- [What to do]:
A: Summarize the exhibition text in two sentences.
B: Duplicate the part of the exhibition text between "It makes sense" and "a queer perspective.", inclusive.

It makes sense that this is happening at the Getty Museum. With a long tradition of looking closely, naming patterns, and capturing and archiving almost every key moment in recent history through photography, this new exhibition opens a lens not just on queerness but on photography’s ability to record lives that often had to be hidden in plain sight. Queer Lens: A History of Photography spans from June 17 to September 28, offering a rare and layered look at queer history through over 270 vintage prints, personal ephemera, books, and zines, becoming the first major exhibition in the U.S. to survey photography explicitly through a queer perspective.

Records from a data source
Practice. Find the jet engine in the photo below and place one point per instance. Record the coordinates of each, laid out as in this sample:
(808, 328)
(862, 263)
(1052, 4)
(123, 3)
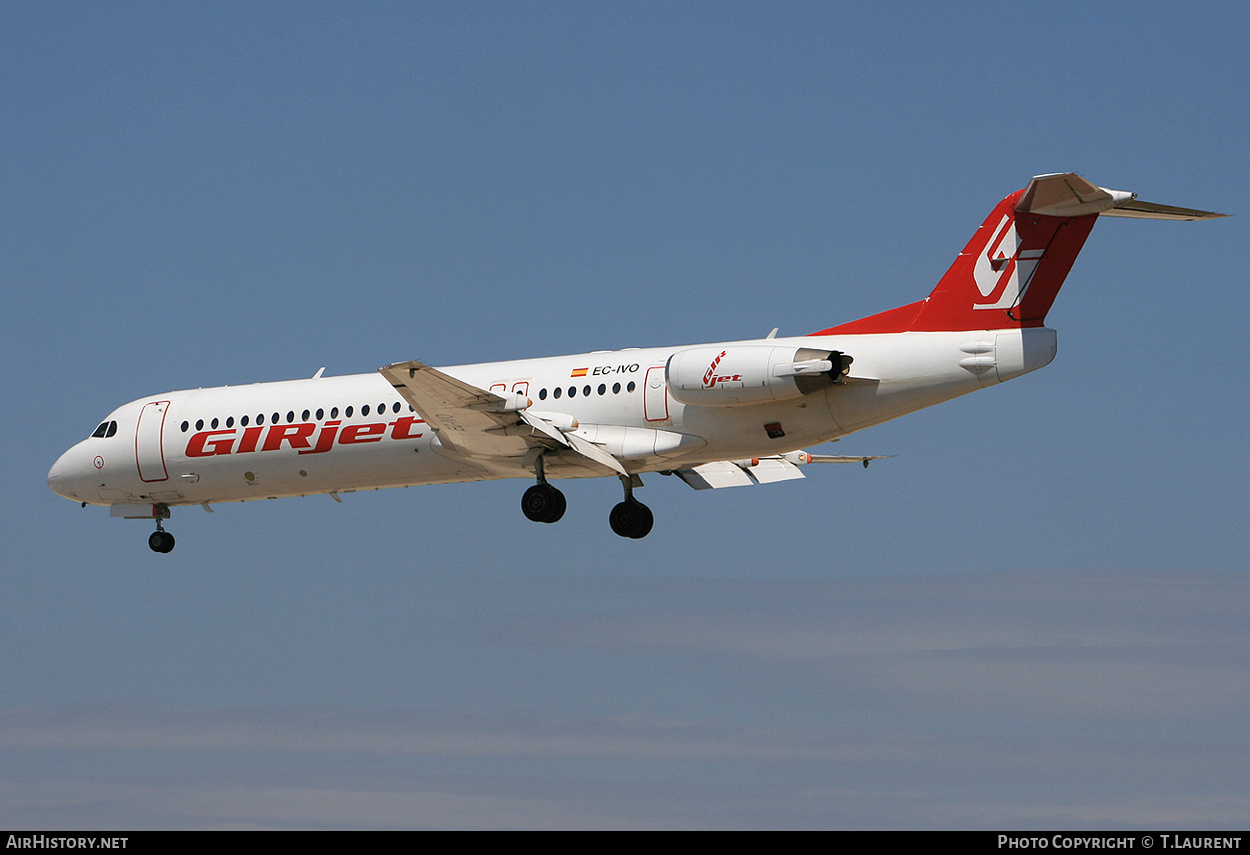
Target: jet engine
(751, 374)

- [Responses to the tasks]:
A: The Getty Museum is presenting Queer Lens: A History of Photography from June 17 to September 28, showing over 270 vintage prints along with personal ephemera, books, and zines. It is the first major exhibition in the U.S. to survey photography explicitly through a queer perspective, and it looks at photography's ability to record lives that often had to be hidden in plain sight.

B:
It makes sense that this is happening at the Getty Museum. With a long tradition of looking closely, naming patterns, and capturing and archiving almost every key moment in recent history through photography, this new exhibition opens a lens not just on queerness but on photography’s ability to record lives that often had to be hidden in plain sight. Queer Lens: A History of Photography spans from June 17 to September 28, offering a rare and layered look at queer history through over 270 vintage prints, personal ephemera, books, and zines, becoming the first major exhibition in the U.S. to survey photography explicitly through a queer perspective.